# [Source data]
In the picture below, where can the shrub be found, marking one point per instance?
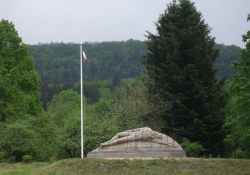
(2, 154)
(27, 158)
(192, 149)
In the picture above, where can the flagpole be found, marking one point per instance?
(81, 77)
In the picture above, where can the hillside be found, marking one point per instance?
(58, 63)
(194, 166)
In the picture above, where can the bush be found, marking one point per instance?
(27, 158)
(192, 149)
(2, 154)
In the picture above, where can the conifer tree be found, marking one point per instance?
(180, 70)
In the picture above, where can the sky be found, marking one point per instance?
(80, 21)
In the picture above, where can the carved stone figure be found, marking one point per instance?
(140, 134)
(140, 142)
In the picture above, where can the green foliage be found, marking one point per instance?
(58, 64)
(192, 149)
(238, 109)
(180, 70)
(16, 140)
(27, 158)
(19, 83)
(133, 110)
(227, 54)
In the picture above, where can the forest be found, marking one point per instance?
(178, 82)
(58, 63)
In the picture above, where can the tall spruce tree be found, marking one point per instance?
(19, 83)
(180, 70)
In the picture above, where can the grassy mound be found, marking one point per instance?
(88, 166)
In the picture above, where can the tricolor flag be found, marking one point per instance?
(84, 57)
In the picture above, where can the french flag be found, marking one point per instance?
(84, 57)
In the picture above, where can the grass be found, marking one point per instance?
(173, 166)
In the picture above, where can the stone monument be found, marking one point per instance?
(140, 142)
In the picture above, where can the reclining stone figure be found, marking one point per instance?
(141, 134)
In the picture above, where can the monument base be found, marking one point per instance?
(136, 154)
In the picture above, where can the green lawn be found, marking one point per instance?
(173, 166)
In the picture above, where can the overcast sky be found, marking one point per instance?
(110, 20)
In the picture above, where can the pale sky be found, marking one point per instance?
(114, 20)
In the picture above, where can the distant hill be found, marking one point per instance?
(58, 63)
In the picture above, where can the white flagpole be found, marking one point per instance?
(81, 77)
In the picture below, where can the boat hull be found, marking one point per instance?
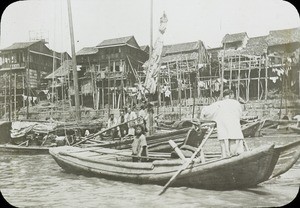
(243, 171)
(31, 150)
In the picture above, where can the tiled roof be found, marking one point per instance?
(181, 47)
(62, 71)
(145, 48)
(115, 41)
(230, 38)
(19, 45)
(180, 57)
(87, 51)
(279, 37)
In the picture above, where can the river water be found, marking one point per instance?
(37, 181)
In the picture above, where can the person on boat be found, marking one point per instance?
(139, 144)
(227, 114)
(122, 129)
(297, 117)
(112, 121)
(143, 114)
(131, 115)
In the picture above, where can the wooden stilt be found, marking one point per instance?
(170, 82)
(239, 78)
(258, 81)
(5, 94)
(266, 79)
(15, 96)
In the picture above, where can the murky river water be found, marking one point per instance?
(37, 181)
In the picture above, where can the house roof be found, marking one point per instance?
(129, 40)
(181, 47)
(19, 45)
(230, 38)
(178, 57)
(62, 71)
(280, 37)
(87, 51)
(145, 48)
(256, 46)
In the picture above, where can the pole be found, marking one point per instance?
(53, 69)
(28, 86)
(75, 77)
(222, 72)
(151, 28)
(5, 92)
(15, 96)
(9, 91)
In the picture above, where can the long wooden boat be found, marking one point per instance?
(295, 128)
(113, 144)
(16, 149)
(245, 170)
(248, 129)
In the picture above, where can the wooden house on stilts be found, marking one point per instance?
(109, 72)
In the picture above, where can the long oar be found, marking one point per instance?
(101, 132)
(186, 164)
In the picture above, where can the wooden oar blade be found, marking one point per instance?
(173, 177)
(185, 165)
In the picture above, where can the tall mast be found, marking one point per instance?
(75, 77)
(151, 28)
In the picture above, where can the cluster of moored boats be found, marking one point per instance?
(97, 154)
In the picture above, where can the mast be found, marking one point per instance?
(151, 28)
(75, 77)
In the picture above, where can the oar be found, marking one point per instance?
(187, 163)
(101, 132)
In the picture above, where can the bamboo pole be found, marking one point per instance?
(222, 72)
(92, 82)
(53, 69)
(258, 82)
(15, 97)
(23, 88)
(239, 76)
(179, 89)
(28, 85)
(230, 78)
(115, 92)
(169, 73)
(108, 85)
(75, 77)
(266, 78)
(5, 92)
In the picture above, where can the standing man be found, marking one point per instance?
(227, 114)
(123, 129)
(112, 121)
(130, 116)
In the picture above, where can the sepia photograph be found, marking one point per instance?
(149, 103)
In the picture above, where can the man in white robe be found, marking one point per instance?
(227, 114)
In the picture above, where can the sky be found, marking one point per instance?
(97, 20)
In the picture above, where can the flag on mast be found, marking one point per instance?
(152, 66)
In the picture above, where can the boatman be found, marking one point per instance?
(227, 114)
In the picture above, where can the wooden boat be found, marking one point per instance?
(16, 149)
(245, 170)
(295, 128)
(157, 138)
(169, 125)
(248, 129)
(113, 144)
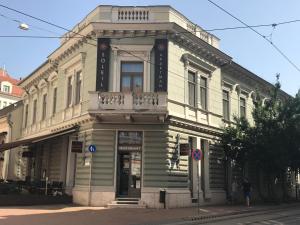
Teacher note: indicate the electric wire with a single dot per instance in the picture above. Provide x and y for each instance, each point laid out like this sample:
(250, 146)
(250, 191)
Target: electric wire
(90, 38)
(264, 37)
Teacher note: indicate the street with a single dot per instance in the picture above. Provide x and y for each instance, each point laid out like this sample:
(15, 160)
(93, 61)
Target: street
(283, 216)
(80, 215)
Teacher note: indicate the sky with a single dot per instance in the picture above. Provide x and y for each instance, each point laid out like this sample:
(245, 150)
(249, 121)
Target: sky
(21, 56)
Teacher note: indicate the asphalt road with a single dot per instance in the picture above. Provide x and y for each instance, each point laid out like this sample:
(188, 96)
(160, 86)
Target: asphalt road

# [Action item]
The data is to be printed again exactly, but without its pictures.

# [Expected output]
In the picture below, where can the shrub be found, marking one point per instance?
(2, 154)
(27, 158)
(192, 149)
In the picture above, where can the flagpole be found, marking one point per instance?
(81, 77)
In the picture above, where can the hillside be found, marking one point per instance?
(58, 63)
(194, 166)
In the picture above, where can the bush be found, marking one point per instance?
(27, 158)
(192, 149)
(2, 154)
In the picture above, where can the conifer tree be found, marking one point per instance?
(180, 70)
In the picture above, where can the sky be found, marking one point per instance?
(80, 21)
In the picture above, where can the carved stone figure be found, marking one point per instance?
(140, 134)
(140, 142)
In the picture above, where can the green foliage be found, marking one point per instance?
(58, 64)
(192, 149)
(238, 109)
(180, 70)
(16, 140)
(27, 158)
(19, 83)
(133, 110)
(227, 54)
In the picture above, where can the forest be found, marking one point per instance?
(178, 82)
(58, 63)
In the picture above, where can the tall spruce tree be found, marking one point per instance?
(19, 83)
(180, 70)
In the picture above, where can the grassy mound be found, marking one point per instance?
(88, 166)
In the picture above, where can the tricolor flag be found, marking one point per instance?
(84, 57)
In the picture above, where can the french flag be found, marking one point per instance?
(84, 57)
In the picture above, where can the grass be found, marking one point per instance?
(173, 166)
In the picture above, where can the stone monument be found, marking one point per instance?
(140, 142)
In the picture above, where can the reclining stone figure be found, marking one point per instance?
(141, 134)
In the picture above, where can the monument base be found, marking one point per instance?
(136, 154)
In the picture above, where can the green lawn be found, marking one point per instance?
(173, 166)
In the picture above, where can the overcast sky be found, marking one point per instance?
(110, 20)
In the picture above, where can the pale sky be found, marking one point per instance?
(114, 20)
In the picture above, where can the distant hill be found, marking one point per instance?
(58, 63)
In the picture above, where can the white flagpole be found, marking one point per instance?
(81, 77)
In the picture below, where can the boat hull be found, marking one point per instance?
(243, 171)
(31, 150)
In the picture above, where can the tiled roof be found, marking one point per instance?
(181, 47)
(62, 71)
(145, 48)
(115, 41)
(230, 38)
(19, 45)
(180, 57)
(87, 51)
(279, 37)
In the picture above, where can the river water be found, marking one point per instance?
(37, 181)
In the picture above, where can the person on boat be found, marking one point per instance?
(139, 144)
(227, 114)
(122, 129)
(297, 117)
(112, 121)
(143, 114)
(131, 115)
In the picture above, where can the wooden stilt be found, marking one point per instance?
(170, 82)
(239, 78)
(258, 81)
(5, 94)
(266, 79)
(15, 96)
In the picture above, where can the murky river water be found, marking one point per instance?
(37, 181)
In the picture above, where can the house roof be found, marking one point per instance?
(129, 40)
(181, 47)
(19, 45)
(230, 38)
(178, 57)
(62, 71)
(280, 37)
(87, 51)
(145, 48)
(256, 46)
In the picture above, where can the pole be found, marking one point per instance?
(53, 69)
(28, 86)
(75, 77)
(222, 72)
(151, 28)
(5, 92)
(15, 96)
(9, 91)
In the picture above, where can the long wooden boat be found, marking one point per instance?
(295, 128)
(113, 144)
(16, 149)
(245, 170)
(248, 129)
In the picture above, where can the wooden house on stilts be found, marking one point per instance?
(109, 72)
In the picture above, where can the long oar be found, marking one point per instance?
(101, 132)
(186, 164)
In the picture above, where can the wooden oar blade be found, marking one point per instance?
(173, 177)
(185, 165)
In the picture above, where can the tall mast be found, marking one point per instance?
(75, 77)
(151, 28)
In the picture above, where can the cluster of moored boats be found, marking one point per instance?
(97, 154)
In the picture above, where can the mast be found, marking one point per instance?
(151, 28)
(75, 77)
In the picture above, where can the oar be found, marking one point per instance?
(187, 163)
(101, 132)
In the picture above, where can the bamboo pole be found, marking one point per instance?
(222, 72)
(92, 82)
(53, 69)
(258, 82)
(15, 97)
(23, 88)
(239, 76)
(179, 89)
(28, 85)
(230, 78)
(115, 92)
(169, 73)
(108, 85)
(75, 77)
(266, 78)
(5, 92)
In the picture above, where can the standing man be found, marking one point per instance?
(227, 114)
(123, 129)
(112, 121)
(130, 116)
In the picture above, where can the sepia photograph be found, marking one point per instance?
(149, 103)
In the picture above, where can the man in white robe be found, marking one point per instance?
(227, 114)
In the picture above, where can the sky be found, marking one point per instance?
(97, 20)
In the picture above, where can the flag on mast be found, marking one point per instance?
(152, 66)
In the picture above, where can the boatman be found, marking one point per instance?
(227, 114)
In the picture above, where can the wooden boat be found, marking one point per instance?
(16, 149)
(245, 170)
(295, 128)
(157, 138)
(169, 125)
(248, 129)
(113, 144)
Teacher note: indicate the electric wire with a single dot per instance in the picture above. Provide x and y for each instance, each point laid out like this sample:
(250, 146)
(250, 191)
Target: electric wire
(90, 38)
(264, 37)
Teacher note: indicate the street with a single dot per instance in the picture above. Provide x and y for each instance, each point laid out like this sample:
(15, 160)
(93, 61)
Target: street
(283, 216)
(80, 215)
Teacher note: indicate the sky with a single dot per instance in the picture above. Provide x and y for each instance, each point laid out like this sample:
(245, 150)
(249, 121)
Target: sky
(21, 56)
Teacher note: indicate the asphalt road with a single dot per instance in the picture above. Provide x and y for each instance, each point laid out like this sample:
(188, 96)
(160, 86)
Target: asphalt road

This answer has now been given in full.